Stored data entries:
%%

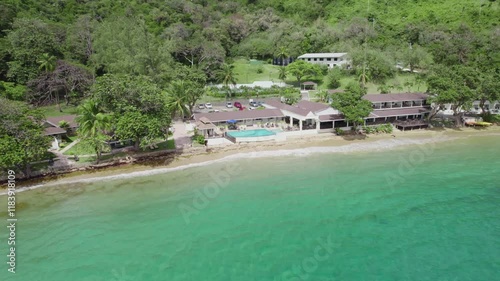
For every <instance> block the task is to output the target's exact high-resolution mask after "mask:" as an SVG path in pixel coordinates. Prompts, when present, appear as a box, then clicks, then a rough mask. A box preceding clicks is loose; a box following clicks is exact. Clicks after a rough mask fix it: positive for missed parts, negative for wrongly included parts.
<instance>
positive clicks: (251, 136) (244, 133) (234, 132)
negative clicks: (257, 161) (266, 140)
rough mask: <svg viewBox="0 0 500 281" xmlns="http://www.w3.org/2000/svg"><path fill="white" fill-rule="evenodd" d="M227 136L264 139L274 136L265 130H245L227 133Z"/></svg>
mask: <svg viewBox="0 0 500 281" xmlns="http://www.w3.org/2000/svg"><path fill="white" fill-rule="evenodd" d="M227 134H228V135H230V136H232V137H235V138H251V137H265V136H272V135H275V134H276V133H275V132H272V131H269V130H266V129H257V130H245V131H239V132H228V133H227Z"/></svg>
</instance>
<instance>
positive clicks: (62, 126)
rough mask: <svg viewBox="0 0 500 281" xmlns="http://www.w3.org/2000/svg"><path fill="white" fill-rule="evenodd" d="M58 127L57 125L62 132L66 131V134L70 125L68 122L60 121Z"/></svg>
mask: <svg viewBox="0 0 500 281" xmlns="http://www.w3.org/2000/svg"><path fill="white" fill-rule="evenodd" d="M58 125H59V127H60V128H61V129H64V130H66V132H68V130H69V127H70V125H69V123H68V121H66V120H61V121H60V122H59V124H58Z"/></svg>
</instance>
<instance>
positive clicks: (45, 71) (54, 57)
mask: <svg viewBox="0 0 500 281" xmlns="http://www.w3.org/2000/svg"><path fill="white" fill-rule="evenodd" d="M56 61H57V58H56V57H55V56H51V55H49V54H48V53H45V54H43V55H42V57H41V58H40V59H39V60H38V63H39V64H40V66H39V67H38V68H39V69H40V70H42V69H43V70H44V71H45V72H52V71H54V70H55V69H56Z"/></svg>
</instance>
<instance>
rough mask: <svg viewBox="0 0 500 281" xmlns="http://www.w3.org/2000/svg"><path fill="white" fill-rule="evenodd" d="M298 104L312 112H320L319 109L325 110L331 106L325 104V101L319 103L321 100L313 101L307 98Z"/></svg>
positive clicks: (301, 106) (301, 107) (319, 110)
mask: <svg viewBox="0 0 500 281" xmlns="http://www.w3.org/2000/svg"><path fill="white" fill-rule="evenodd" d="M297 106H298V107H300V108H303V109H305V110H308V111H312V112H318V111H323V110H325V109H328V108H330V105H328V104H324V103H319V102H312V101H307V100H301V101H299V102H298V103H297Z"/></svg>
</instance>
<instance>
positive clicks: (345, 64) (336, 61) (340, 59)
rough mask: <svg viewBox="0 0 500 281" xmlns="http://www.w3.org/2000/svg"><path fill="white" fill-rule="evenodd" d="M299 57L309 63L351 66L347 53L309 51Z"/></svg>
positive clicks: (332, 66)
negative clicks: (329, 52)
mask: <svg viewBox="0 0 500 281" xmlns="http://www.w3.org/2000/svg"><path fill="white" fill-rule="evenodd" d="M297 59H299V60H303V61H306V62H309V63H315V64H321V65H326V66H328V68H333V67H335V66H338V67H342V66H346V67H349V66H350V60H349V58H348V57H347V53H309V54H303V55H301V56H299V57H298V58H297Z"/></svg>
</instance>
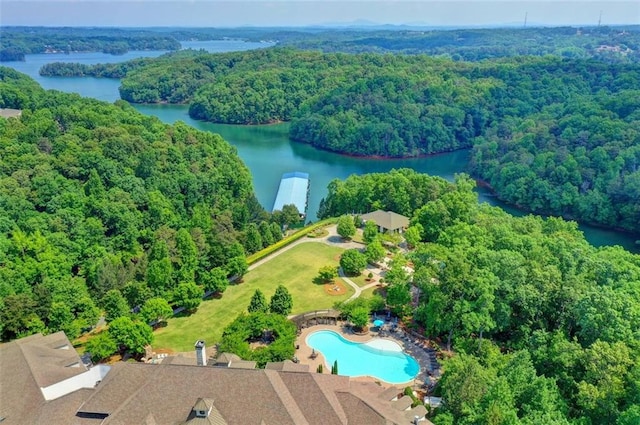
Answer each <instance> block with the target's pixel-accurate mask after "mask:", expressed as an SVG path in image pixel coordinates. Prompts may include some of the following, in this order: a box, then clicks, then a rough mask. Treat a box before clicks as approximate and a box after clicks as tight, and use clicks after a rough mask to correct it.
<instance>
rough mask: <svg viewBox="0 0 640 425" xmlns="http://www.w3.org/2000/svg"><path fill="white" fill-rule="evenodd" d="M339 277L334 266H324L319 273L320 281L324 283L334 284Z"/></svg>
mask: <svg viewBox="0 0 640 425" xmlns="http://www.w3.org/2000/svg"><path fill="white" fill-rule="evenodd" d="M336 277H338V269H337V267H334V266H323V267H320V270H319V271H318V279H320V280H321V281H322V282H324V283H329V282H333V280H334V279H335V278H336Z"/></svg>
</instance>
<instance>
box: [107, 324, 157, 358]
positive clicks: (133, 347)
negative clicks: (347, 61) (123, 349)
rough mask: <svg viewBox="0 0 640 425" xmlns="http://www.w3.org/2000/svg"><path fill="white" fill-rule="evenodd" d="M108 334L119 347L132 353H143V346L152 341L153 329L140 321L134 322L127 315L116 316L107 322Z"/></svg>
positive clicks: (147, 343) (142, 353) (143, 347)
mask: <svg viewBox="0 0 640 425" xmlns="http://www.w3.org/2000/svg"><path fill="white" fill-rule="evenodd" d="M109 335H111V337H113V339H114V341H115V342H116V344H117V345H118V346H119V347H124V348H125V349H127V350H129V351H131V352H132V353H134V354H143V353H144V347H145V346H147V345H149V344H151V342H152V341H153V329H151V326H149V325H147V324H146V323H142V322H134V321H133V320H131V319H130V318H129V317H126V316H124V317H118V318H117V319H116V320H114V321H113V322H111V323H110V324H109Z"/></svg>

%%

Your instructions: Scan the records above for the string "coordinates", then report every line that contains it.

Exercise solution:
For every <instance> block the task is to output the target's exact high-resolution mask after "mask:" as an SVG path in pixel coordinates. Prompts, when present, appear as a box, then clicks, then a rough mask. A box preceding clicks is loose; a box following clicks is exact. Clicks after a rough mask fix it: positive for missed parts, negative for wrongly included parts.
Answer each <instance> block with the target's pixel-accurate mask after "mask:", expressed as an SVG path in image pixel coordinates. Prompts may include some of the following, in this order: a box, then clicks, then a rough mask. Treat a box before clicks as approximate and a box after clicks as tight, and use clicks after a rough mask to correct it.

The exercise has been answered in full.